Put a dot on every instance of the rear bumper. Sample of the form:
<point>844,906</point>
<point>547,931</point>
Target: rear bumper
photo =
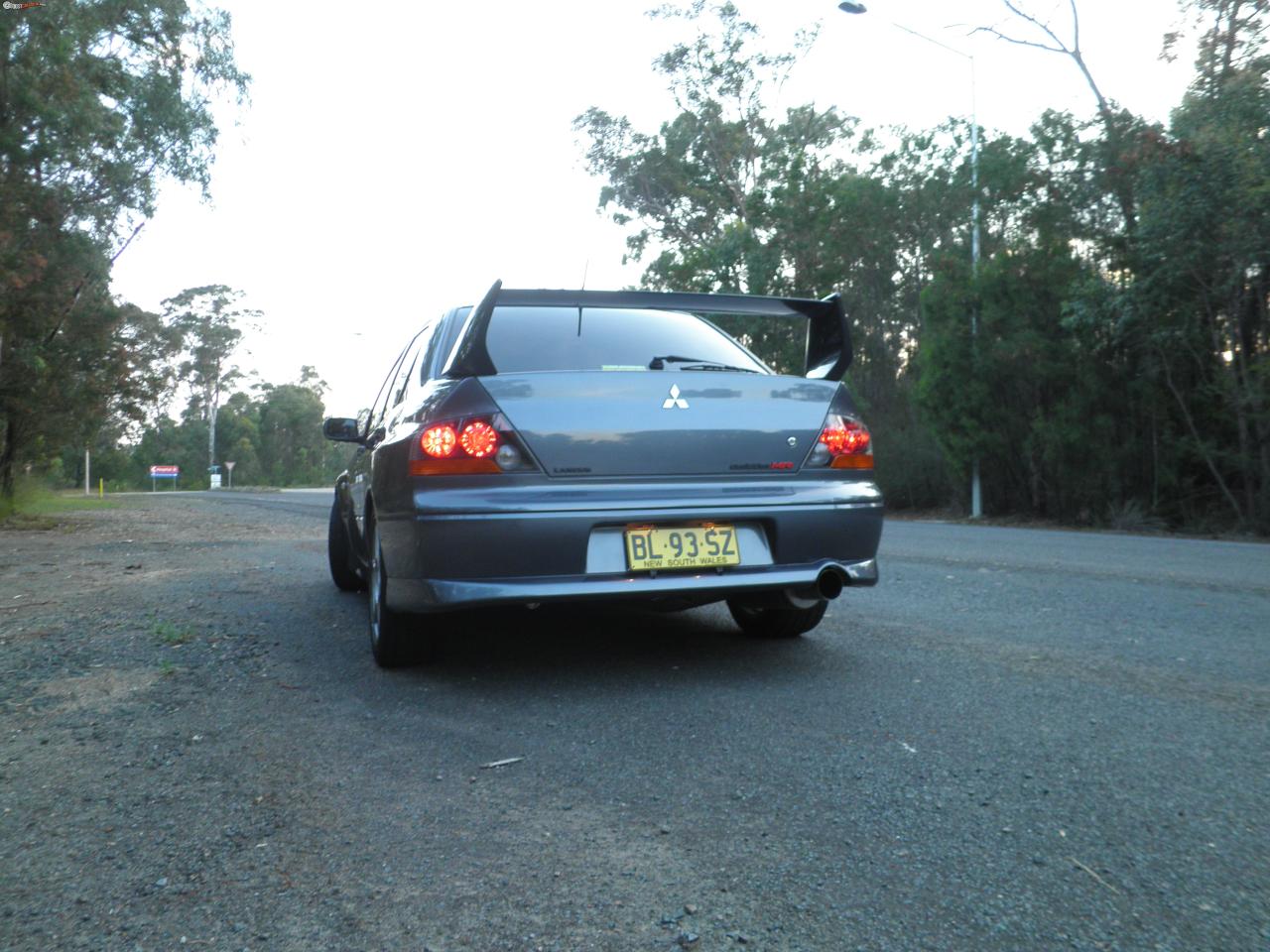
<point>444,594</point>
<point>463,548</point>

EXERCISE DIRECTIONS:
Retype the material above line for line, leaving the pictures out.

EXERCISE SOLUTION:
Put a dot on every instance of the rear bumper. Sample of the form:
<point>844,906</point>
<point>547,931</point>
Target: rear bumper
photo =
<point>444,594</point>
<point>463,548</point>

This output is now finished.